Data for the task ::
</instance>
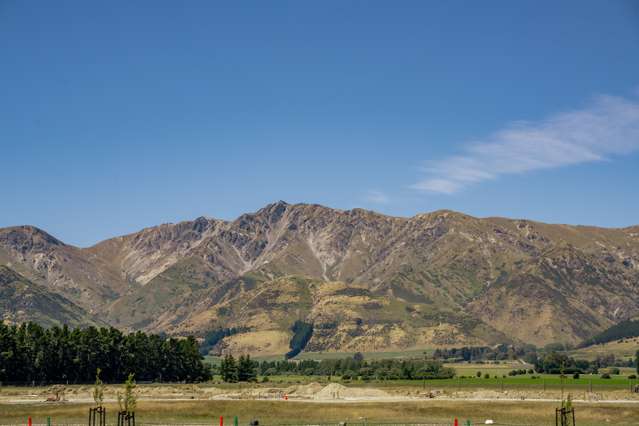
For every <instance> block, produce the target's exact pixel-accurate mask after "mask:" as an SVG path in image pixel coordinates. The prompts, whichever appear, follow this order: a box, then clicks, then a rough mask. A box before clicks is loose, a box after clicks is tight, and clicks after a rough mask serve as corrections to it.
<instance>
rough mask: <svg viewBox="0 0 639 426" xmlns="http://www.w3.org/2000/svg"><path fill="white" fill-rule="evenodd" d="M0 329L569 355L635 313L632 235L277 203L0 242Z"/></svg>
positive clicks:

Aim of the exercise ::
Rewrite all of the records above, substituting "coarse mask" for every occurrence of "rough mask" and changing nothing else. Leave the pictures out of your answer.

Exercise response ::
</instance>
For every <instance> block, produce the target's exact pixel-accurate mask after "mask:" as an SVG path in image pixel coordinates. The prompts, whichever appear, follow this order: a box, then clicks, then a coarse mask. A box before clicks is loose, a box after clicks is tight, and clicks after a coarse mask serve as corrections to it.
<instance>
coarse mask: <svg viewBox="0 0 639 426" xmlns="http://www.w3.org/2000/svg"><path fill="white" fill-rule="evenodd" d="M0 329L569 355L635 313L632 235L277 203L0 242Z"/></svg>
positive clicks:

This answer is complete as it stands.